[Point-per-instance localization data]
===============
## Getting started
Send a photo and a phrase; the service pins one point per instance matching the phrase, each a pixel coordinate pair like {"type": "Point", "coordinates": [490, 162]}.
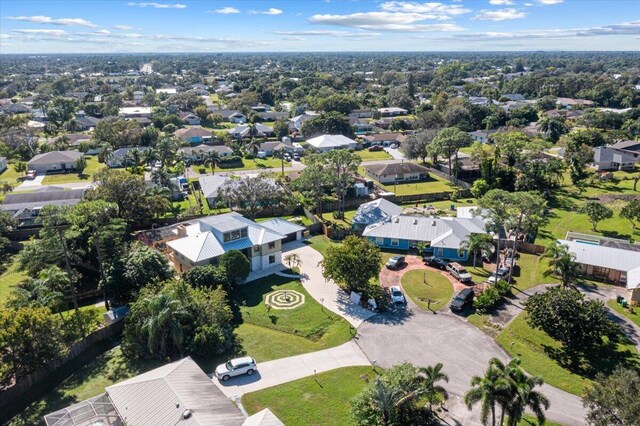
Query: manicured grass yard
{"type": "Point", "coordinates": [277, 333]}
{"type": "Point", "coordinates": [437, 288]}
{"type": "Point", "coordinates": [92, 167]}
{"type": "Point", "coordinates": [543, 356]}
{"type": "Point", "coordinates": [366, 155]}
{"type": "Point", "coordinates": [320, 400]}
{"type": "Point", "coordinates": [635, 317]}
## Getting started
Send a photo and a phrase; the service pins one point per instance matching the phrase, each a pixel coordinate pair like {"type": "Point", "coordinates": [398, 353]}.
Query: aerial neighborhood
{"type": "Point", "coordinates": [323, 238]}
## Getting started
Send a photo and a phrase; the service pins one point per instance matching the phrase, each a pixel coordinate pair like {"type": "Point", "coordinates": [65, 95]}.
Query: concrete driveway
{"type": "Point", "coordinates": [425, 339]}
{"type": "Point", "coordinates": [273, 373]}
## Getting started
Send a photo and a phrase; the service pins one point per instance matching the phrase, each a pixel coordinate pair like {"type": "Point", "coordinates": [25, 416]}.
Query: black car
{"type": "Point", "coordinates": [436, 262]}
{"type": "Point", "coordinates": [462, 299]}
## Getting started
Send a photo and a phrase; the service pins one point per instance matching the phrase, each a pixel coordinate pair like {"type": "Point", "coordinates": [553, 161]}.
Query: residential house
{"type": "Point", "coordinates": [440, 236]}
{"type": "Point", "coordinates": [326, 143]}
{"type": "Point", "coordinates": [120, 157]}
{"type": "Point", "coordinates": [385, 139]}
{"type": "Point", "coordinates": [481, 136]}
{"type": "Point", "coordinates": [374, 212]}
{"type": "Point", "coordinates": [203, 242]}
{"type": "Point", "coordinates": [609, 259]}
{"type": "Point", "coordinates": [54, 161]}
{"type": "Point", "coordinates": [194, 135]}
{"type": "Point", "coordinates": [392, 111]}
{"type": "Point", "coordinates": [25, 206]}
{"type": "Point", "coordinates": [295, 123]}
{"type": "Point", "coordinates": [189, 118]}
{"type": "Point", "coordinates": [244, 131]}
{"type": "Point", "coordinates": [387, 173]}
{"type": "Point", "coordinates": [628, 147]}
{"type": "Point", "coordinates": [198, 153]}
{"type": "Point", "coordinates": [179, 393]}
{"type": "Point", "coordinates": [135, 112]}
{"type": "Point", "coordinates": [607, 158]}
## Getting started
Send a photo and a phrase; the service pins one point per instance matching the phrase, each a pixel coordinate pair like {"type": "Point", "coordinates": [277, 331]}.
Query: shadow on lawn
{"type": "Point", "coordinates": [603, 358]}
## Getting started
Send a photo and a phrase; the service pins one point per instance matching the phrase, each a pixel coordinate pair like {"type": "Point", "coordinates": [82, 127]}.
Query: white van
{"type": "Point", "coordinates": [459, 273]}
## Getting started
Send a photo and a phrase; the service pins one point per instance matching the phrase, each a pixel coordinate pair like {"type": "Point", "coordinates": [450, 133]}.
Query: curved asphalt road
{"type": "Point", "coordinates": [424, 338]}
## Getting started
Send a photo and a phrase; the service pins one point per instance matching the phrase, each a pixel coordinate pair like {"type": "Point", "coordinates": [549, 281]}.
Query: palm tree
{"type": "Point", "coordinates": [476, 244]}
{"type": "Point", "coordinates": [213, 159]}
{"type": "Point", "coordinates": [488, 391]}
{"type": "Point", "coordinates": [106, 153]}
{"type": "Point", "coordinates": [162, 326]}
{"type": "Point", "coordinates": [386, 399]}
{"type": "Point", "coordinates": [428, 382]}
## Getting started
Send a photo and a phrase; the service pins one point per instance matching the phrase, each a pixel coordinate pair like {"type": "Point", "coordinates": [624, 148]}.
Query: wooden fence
===============
§ **Work order**
With the images omitted, retype the records above exactly.

§ **Output of the exercise**
## Getting started
Send a photo and a phrase; the service pins one point per instance matching the phrase, each a pixel coordinate pair like {"type": "Point", "coordinates": [490, 162]}.
Query: manicured grass yard
{"type": "Point", "coordinates": [277, 333]}
{"type": "Point", "coordinates": [437, 288]}
{"type": "Point", "coordinates": [92, 167]}
{"type": "Point", "coordinates": [543, 356]}
{"type": "Point", "coordinates": [366, 155]}
{"type": "Point", "coordinates": [320, 400]}
{"type": "Point", "coordinates": [635, 317]}
## Getting started
Send a photo and a phrase; the service pins one point per instance matching the phrase, each a pixel coordinate pair like {"type": "Point", "coordinates": [398, 353]}.
Query: aerial neighborhood
{"type": "Point", "coordinates": [323, 238]}
## Getting started
Send a photo and a phrase; the service pins one point per instance matching the phrase, each a pixel coordinate pair like {"type": "Point", "coordinates": [65, 95]}.
Query: concrete driveway
{"type": "Point", "coordinates": [425, 339]}
{"type": "Point", "coordinates": [273, 373]}
## Getting started
Send a photo and a phrase; the service pins one point per instance matching the phrase, each a pixel coordinate pair like {"type": "Point", "coordinates": [25, 416]}.
Query: black car
{"type": "Point", "coordinates": [436, 262]}
{"type": "Point", "coordinates": [462, 299]}
## Getting started
Send a photo and a phrase; the service pins one point per instance matching the phrase, each a pixel coordinate pair like {"type": "Point", "coordinates": [553, 161]}.
Query: residential house
{"type": "Point", "coordinates": [440, 236]}
{"type": "Point", "coordinates": [326, 143]}
{"type": "Point", "coordinates": [120, 157]}
{"type": "Point", "coordinates": [385, 139]}
{"type": "Point", "coordinates": [481, 136]}
{"type": "Point", "coordinates": [374, 212]}
{"type": "Point", "coordinates": [203, 242]}
{"type": "Point", "coordinates": [609, 259]}
{"type": "Point", "coordinates": [54, 161]}
{"type": "Point", "coordinates": [194, 135]}
{"type": "Point", "coordinates": [392, 111]}
{"type": "Point", "coordinates": [25, 206]}
{"type": "Point", "coordinates": [295, 123]}
{"type": "Point", "coordinates": [189, 118]}
{"type": "Point", "coordinates": [244, 131]}
{"type": "Point", "coordinates": [387, 173]}
{"type": "Point", "coordinates": [628, 147]}
{"type": "Point", "coordinates": [198, 153]}
{"type": "Point", "coordinates": [179, 393]}
{"type": "Point", "coordinates": [135, 112]}
{"type": "Point", "coordinates": [607, 158]}
## Getting started
Send a photo and a phrase; the service pins one point per instance matching the phrase, each a pixel coordinate pair like {"type": "Point", "coordinates": [277, 331]}.
Query: shadow on lawn
{"type": "Point", "coordinates": [603, 358]}
## Getting started
Send a photo and a phrase; the service pins one point per instance matching the phrase, each a pixel coordinate pair like {"type": "Point", "coordinates": [82, 127]}.
Query: white van
{"type": "Point", "coordinates": [459, 273]}
## Getting started
Send a photo and a phrase; the service pins one point per instance matching the phrase, each a pixel coordinate pair like {"type": "Point", "coordinates": [450, 133]}.
Query: curved asphalt road
{"type": "Point", "coordinates": [424, 338]}
## Getting started
Send a photo and a phrase; the service pins one point per instance matching the phrase, each a pixel coordinate pair like {"type": "Point", "coordinates": [549, 281]}.
Query: palm tree
{"type": "Point", "coordinates": [476, 244]}
{"type": "Point", "coordinates": [213, 159]}
{"type": "Point", "coordinates": [488, 391]}
{"type": "Point", "coordinates": [106, 153]}
{"type": "Point", "coordinates": [162, 326]}
{"type": "Point", "coordinates": [386, 399]}
{"type": "Point", "coordinates": [428, 382]}
## Getting started
Send a photo and a phrase; the service pins one point per instance matching the phrase, each a pixel coordinate pair like {"type": "Point", "coordinates": [624, 148]}.
Query: wooden fence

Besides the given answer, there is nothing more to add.